The truth is that Apple’s executives seem stuck in the iPod/iTunes era, where selling 70% of all music players led to leverage over the music labels; with streaming content is available on any device at any time, which means that selling hardware isn’t a point of leverage. If Apple wants its usual ownership of end users it needs to buy its way in, and that means buying Netflix.

Why Apple Should Buy Netflix

I am, as a rule, skeptical of large acquisitions: they are all too often a byproduct of management empire-building, and value-destructive for shareholders. Moreover, not only do promised synergies often fail to materialize, but both the acquirer and the acquired are deeply distracted for years.

I am even more dubious when an acquisition entails combining horizontal and vertical business models:3 horizontal business models, like Netflix’s, entail reaching the maximum number of customers across all devices in order to better leverage up-front costs; vertical business models, like Apple’s, entail offering exclusive services to increase the differentiation of devices sold at a profit.

So why am I advocating an acquisition that is both large and entails combining two orthogonal business models? Surprisingly, I think the argument for Apple is more compelling:

  • As I argued earlier this year, the iPhone was the pinnacle of the product business model: it leveraged software to sell an incredible number of highly differentiated physical devices with a fabulous profit margin (in both percentage and absolute terms), but the future of high-dollar physical goods is to be offered as a service. I strongly suspect this reality was an important reason for Apple’s reset of the Apple Car project.
  • In an ideal world one could argue that Apple should change its employees’ compensation mix to more strongly favor high salaries over stock, dramatically increase its dividend program, and gracefully ride its hardware business model as long as it could; here on planet Earth Apple needs a growth engine to replace the iPhone, if not in reality than at least in potential.
  • Apple is at its best when it is creating new products that are the best they can possibly be; it is a capability that is rather independent from Apple’s biggest strategic assets: its dedicated user base and massive cash pile.

A Netflix acquisition would:

  • Give Apple one of the strongest entrants when it comes to business models of the future
  • Provide a far more compelling growth narrative than its current hardware business (particularly given the advantages Apple gives Netflix, which I will discuss below)
  • Leverages Apple’s assets in a way that leaves the product company free to focus on what it does best

The payoff for Netflix is more straightforward:

  • As I noted above, Netflix’s valuation is already sky-high, with a stock so volatile that CEO Reed Hastings felt compelled to apologize to investors on Netflix’s recent earnings calls. The issue is that Netflix’s potential is massive for all the reasons I described above, but realizing that potential entails spending money the company hopes to gain from future subscribers. Ergo, any surprises in churn or new user numbers send the stock on a roller coaster. Having Apple’s financial backing will alleviate those concerns.

DATA SECTION

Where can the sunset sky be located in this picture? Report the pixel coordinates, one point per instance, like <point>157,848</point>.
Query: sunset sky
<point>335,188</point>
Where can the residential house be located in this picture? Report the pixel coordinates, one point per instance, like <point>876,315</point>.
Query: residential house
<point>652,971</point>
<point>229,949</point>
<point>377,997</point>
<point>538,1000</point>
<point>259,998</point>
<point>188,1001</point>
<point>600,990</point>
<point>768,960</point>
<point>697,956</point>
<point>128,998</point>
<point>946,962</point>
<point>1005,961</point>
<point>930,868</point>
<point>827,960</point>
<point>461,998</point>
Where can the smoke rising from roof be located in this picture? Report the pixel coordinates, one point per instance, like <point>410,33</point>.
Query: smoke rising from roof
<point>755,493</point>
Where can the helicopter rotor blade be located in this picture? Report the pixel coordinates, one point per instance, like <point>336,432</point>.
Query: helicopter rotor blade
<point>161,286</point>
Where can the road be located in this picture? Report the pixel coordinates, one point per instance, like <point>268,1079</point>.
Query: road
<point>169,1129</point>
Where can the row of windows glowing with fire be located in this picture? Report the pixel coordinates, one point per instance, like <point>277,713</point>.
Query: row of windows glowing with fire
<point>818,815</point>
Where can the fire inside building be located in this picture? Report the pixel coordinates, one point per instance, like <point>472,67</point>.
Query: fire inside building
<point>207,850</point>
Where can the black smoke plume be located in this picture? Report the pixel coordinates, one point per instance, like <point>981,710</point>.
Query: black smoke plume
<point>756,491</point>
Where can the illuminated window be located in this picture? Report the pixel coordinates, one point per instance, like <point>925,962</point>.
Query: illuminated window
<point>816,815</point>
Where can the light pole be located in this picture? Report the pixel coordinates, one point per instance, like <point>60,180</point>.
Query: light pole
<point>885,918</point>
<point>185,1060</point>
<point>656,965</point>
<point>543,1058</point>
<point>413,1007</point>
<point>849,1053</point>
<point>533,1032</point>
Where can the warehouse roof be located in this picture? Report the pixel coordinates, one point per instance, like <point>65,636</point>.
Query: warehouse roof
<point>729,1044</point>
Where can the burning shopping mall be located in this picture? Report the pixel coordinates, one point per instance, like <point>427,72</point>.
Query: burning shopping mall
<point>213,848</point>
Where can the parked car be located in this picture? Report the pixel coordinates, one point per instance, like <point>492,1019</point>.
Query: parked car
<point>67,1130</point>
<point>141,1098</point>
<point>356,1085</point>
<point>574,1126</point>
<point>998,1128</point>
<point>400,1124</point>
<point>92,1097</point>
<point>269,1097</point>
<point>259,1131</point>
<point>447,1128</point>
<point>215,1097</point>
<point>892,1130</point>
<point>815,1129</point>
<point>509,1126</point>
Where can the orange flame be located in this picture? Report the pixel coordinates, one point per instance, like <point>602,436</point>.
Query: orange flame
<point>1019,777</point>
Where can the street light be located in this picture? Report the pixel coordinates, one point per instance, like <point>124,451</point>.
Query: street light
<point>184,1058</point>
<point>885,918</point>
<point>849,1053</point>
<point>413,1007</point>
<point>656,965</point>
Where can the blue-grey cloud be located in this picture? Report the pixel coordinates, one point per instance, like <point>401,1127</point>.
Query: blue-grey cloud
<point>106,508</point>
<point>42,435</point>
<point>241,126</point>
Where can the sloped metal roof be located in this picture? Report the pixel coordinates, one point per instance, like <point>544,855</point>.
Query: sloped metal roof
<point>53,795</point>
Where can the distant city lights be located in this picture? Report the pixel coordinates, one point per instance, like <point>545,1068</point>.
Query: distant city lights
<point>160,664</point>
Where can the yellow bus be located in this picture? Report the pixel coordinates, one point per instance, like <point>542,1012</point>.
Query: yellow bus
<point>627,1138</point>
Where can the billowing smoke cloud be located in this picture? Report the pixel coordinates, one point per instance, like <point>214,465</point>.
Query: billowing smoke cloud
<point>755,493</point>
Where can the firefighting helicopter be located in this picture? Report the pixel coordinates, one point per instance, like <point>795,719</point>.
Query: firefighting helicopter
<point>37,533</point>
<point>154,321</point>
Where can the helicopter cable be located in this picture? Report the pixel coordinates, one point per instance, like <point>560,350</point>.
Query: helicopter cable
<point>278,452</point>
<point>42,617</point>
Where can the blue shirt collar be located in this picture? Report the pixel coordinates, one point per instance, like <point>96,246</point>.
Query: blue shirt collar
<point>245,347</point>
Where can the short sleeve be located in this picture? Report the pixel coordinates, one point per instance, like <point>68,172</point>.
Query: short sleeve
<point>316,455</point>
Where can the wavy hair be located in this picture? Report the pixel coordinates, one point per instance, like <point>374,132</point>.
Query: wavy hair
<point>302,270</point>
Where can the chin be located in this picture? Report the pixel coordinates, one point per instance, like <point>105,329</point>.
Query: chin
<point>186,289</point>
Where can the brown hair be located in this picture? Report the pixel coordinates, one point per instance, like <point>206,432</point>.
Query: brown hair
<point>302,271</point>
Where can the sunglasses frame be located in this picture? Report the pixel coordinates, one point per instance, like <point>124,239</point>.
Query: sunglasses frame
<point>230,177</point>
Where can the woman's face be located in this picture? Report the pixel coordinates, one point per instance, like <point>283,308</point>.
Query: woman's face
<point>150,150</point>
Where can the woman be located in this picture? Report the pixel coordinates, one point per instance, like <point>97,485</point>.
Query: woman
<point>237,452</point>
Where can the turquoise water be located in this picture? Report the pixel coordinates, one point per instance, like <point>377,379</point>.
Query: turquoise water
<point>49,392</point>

WHAT TO PRODUCE
Extend the essay on why Apple should buy Netflix, starting after its last sentence.

WRITTEN RESPONSE
  • Apple’s bank account will also allow Netflix to accelerate its strategy of complete ownership of original content. As I hinted at above, most original Netflix content to date has been licensed, not owned, which is problematic in two ways: first, Netflix faces some restrictions on said content, whether it be a temporal license or a geographic one. Secondly, Netflix isn’t realizing the full profit from its original content, in perpetuity; given Netflix’s business model is so powerful precisely because content is valuable not only when it is shown the first time but every time thereafter, this is an unfortunate giveaway dictated by Netflix’s meager cash position. With Apple behind it Netflix could pursue the same strategy it used for this summer’s Stranger Things: produce content without any middle men, and reap the proceeds — and leverage the freedom — forever.
  • While Apple should keep Netflix cross-platform (limiting Netflix to Apple devices would be massively value destructive — Netflix’s value is predicated on being everywhere — and not even that helpful given that Apple’s devices already dominate their price points), that doesn’t mean that making Netflix available by default on every Apple device wouldn’t have the potential to drive Netflix subscriptions. This could be especially effective internationally where Apple’s brand is much stronger than Netflix’s.

Make no mistake, this would be a massive deal: Apple would probably need to pay a 20% premium at a minimum, which means an acquisition price north of $65 billion (and I’d bet higher). And yet, the biggest reason I’m skeptical it will happen is that I’m not sure Netflix would say yes: the company has made it this far with a ladder up strategy predicated on delivering a superior customer experience, and provided the company can keep the cash flowing the leverage in video is all theirs. Granted, Amazon Prime Video is a big threat, particularly because their orthogonal business model and big company backing give them the ability to match Netflix dollar-for-dollar when it comes to acquiring content, but having made it thus far, does Hastings want to take the easy way now?

As for Apple, Cook has been resolute in following the Steve Jobs playbook, which would seem to rule out a transformative acquisition of this nature. Still, strains are showing: in retrospect the Apple Watch was rushed to market, the company is raising prices to preserve margins and average selling prices, while the company seems to be cutting costs on the margins. Wouldn’t it be a relief to sell a future based on more than squeezing the last drops of blood out of the iPhone rock? Indeed, the iPhone as cash cow and Netflix — run as an independent subsidiary — as growth driver would arguably create the greatest possible freedom to recreate the future once again.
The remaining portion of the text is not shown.